--- THE DATA ---

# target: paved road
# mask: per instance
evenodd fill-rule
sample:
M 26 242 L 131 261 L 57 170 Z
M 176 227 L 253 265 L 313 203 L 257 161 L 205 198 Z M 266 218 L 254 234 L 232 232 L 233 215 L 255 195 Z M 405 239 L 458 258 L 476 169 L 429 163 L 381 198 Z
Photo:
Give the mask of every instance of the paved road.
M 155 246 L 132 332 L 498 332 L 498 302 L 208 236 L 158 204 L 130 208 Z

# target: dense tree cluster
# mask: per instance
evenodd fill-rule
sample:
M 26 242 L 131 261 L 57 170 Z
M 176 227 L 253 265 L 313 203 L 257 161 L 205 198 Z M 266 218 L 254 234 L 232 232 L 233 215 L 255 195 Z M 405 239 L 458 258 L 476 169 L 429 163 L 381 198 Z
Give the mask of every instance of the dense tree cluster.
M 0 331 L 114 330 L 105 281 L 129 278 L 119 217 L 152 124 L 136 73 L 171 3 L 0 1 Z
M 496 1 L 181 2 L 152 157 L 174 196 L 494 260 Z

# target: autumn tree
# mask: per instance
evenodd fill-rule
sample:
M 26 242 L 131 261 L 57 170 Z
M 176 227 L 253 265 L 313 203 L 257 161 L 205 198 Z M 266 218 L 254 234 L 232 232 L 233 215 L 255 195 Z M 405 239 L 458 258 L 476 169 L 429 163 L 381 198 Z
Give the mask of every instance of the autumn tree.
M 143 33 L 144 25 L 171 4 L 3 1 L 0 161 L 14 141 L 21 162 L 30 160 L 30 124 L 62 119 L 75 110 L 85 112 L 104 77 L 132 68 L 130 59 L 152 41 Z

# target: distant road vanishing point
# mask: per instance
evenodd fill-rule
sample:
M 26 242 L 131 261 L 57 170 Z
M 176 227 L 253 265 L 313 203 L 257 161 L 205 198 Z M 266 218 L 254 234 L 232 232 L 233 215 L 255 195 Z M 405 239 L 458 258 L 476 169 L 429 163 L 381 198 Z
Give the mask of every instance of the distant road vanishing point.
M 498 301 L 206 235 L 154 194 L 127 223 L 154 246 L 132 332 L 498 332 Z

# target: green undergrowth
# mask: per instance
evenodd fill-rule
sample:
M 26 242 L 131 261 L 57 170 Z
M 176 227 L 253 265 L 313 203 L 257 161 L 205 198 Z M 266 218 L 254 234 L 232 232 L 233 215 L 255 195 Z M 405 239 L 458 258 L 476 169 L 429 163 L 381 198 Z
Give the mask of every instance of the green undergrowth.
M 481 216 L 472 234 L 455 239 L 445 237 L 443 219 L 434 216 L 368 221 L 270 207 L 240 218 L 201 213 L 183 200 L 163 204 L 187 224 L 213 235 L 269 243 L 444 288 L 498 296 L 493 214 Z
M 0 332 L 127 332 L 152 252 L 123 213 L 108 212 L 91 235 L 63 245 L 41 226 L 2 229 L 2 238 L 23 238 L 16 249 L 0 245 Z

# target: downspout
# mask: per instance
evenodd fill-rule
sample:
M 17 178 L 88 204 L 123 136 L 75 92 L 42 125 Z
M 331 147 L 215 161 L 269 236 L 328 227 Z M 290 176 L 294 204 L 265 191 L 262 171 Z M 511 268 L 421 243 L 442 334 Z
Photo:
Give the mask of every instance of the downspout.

---

WHAT YOU SHOULD DO:
Return the data above verbatim, from its first line up to and including the line containing "M 496 1 L 181".

FINAL RESULT:
# target: paved road
# mask: per instance
evenodd fill-rule
sample:
M 26 242 L 131 261 L 57 170 Z
M 176 227 L 253 265 L 313 203 L 257 161 L 205 198 Z M 266 218 L 254 234 L 232 232 L 233 215 L 255 195 Z M 405 239 L 458 258 L 476 169 L 429 163 L 381 198 Z
Photo:
Give the mask of every instance of the paved road.
M 155 246 L 132 332 L 498 332 L 498 302 L 208 236 L 158 204 L 130 208 Z

# target: dense tree cluster
# mask: per instance
evenodd fill-rule
sample:
M 26 242 L 131 261 L 57 170 Z
M 176 227 L 253 265 L 313 203 L 257 161 L 205 198 Z M 266 218 L 254 234 L 232 232 L 233 215 L 255 195 Z M 405 239 L 458 258 L 476 169 L 429 163 L 381 198 Z
Give the mask of every instance of the dense tree cluster.
M 0 331 L 114 330 L 105 281 L 129 278 L 119 217 L 152 124 L 136 73 L 171 3 L 0 1 Z
M 496 1 L 181 2 L 152 157 L 174 196 L 494 260 Z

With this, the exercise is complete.